Show each line of the material below that contains the word "blue", treating uppercase and lowercase as different.

> _Material to process_:
┄┄┄┄┄┄┄┄┄┄
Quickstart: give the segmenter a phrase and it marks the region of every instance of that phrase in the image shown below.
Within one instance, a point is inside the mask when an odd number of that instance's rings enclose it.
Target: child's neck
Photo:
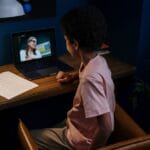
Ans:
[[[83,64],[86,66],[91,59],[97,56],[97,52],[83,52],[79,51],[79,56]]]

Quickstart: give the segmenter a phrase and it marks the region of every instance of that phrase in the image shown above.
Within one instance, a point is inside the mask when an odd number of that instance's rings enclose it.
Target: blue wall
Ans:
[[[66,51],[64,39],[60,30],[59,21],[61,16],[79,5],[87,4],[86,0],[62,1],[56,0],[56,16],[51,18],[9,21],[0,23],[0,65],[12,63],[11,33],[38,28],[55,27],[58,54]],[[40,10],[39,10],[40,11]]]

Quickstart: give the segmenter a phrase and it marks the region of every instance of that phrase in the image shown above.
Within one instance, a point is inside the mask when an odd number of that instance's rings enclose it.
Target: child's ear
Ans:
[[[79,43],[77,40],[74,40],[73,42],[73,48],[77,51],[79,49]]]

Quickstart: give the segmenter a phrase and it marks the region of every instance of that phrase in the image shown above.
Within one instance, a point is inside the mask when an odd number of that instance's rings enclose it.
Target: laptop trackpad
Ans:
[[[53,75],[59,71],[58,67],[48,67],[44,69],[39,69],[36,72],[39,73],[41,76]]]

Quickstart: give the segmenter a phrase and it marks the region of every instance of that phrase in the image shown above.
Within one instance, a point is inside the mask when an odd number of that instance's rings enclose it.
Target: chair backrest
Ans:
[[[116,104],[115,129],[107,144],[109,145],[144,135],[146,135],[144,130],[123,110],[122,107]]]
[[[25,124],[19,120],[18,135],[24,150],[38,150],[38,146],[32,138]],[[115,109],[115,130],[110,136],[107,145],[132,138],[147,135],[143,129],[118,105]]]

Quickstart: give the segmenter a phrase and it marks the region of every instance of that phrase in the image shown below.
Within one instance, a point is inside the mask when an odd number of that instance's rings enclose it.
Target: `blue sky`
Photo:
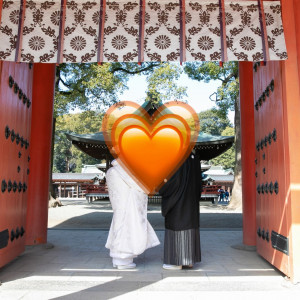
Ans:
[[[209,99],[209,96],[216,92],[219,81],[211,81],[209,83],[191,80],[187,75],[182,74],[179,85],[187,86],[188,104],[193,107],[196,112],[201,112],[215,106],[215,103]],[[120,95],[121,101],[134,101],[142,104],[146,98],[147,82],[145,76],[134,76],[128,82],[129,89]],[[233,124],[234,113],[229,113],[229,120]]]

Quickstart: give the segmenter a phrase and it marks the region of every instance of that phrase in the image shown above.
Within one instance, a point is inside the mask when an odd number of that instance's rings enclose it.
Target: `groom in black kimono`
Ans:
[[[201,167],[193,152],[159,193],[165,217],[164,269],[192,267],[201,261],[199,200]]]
┄┄┄┄┄┄┄┄┄┄
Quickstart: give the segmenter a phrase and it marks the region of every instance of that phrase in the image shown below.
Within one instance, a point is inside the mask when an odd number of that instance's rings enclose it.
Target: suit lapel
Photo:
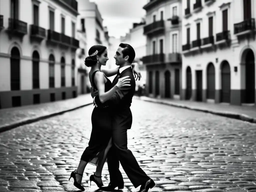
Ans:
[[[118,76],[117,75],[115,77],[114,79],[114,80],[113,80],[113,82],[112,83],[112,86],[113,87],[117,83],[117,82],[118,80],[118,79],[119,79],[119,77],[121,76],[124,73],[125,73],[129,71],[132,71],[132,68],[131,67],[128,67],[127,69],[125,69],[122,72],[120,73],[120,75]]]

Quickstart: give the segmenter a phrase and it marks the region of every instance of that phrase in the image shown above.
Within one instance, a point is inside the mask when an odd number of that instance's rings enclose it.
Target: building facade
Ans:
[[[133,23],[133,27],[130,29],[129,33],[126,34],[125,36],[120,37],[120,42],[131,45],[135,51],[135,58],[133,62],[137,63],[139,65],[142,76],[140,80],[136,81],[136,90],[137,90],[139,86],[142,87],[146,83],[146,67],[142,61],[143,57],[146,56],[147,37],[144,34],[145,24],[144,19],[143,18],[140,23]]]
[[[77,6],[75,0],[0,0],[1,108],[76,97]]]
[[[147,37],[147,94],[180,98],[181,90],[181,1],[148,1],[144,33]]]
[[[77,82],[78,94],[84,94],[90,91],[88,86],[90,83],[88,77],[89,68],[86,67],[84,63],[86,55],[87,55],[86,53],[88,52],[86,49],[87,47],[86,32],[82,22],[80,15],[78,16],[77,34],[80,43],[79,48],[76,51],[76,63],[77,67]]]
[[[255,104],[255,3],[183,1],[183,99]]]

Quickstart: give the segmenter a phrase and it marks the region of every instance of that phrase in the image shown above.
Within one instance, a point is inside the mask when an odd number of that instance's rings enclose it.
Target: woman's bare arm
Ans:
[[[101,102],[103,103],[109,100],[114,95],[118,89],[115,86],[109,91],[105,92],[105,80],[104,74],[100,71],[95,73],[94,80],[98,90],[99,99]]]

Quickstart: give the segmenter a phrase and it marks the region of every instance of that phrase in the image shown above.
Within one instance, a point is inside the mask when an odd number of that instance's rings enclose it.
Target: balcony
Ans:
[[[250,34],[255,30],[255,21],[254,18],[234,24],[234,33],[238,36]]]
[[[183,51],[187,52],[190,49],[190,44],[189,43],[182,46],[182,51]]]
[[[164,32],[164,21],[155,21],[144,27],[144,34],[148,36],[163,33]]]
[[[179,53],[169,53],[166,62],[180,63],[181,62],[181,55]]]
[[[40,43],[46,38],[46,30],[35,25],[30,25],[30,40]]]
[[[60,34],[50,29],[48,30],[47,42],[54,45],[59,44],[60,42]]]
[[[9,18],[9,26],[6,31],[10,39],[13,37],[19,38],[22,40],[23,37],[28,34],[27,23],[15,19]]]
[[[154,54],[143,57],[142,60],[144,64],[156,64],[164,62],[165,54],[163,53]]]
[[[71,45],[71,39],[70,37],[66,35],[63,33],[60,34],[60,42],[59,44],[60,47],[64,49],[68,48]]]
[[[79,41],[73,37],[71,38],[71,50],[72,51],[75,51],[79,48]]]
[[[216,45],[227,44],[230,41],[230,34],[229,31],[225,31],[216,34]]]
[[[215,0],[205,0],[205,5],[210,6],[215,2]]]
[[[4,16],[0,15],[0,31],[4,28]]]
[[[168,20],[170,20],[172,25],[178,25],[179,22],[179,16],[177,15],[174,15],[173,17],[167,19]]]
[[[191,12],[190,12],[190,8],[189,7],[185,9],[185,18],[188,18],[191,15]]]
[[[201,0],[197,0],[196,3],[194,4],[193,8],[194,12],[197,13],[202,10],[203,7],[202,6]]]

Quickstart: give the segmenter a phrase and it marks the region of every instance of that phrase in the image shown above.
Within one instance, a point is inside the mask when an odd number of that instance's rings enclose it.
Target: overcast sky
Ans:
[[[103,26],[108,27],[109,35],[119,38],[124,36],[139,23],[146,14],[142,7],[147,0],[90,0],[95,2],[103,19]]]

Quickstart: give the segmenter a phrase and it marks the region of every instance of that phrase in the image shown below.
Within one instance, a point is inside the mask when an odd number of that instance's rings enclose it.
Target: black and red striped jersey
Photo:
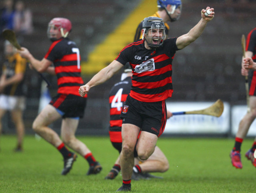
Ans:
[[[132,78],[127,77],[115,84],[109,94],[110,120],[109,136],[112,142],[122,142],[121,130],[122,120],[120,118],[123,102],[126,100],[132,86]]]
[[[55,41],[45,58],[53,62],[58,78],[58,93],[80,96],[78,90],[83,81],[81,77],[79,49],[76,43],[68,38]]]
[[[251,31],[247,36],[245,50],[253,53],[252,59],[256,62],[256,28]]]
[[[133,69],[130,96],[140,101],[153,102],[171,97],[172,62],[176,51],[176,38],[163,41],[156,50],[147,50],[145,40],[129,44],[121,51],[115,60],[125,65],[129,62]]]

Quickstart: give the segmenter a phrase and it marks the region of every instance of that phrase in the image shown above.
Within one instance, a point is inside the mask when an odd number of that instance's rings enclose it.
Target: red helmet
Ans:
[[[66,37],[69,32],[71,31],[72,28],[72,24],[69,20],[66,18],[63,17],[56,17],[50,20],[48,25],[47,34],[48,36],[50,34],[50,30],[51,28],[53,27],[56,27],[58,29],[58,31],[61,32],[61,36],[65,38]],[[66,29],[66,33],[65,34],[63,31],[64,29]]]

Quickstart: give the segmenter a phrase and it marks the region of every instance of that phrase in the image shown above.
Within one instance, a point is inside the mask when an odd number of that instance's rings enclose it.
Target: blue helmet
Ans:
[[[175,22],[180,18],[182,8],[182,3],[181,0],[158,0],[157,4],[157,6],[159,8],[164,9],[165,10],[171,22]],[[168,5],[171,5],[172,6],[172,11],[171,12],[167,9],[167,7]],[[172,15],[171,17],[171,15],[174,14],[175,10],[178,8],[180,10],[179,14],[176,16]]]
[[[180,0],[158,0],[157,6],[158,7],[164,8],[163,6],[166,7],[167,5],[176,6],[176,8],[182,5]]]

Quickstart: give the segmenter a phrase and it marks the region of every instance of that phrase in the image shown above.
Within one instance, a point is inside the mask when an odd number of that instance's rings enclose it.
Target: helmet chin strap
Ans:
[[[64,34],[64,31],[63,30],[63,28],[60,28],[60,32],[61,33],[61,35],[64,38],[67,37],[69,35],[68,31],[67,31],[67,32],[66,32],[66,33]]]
┄┄┄┄┄┄┄┄┄┄
> _Solution_:
Target: blue wall
Target: `blue sky`
Target: blue helmet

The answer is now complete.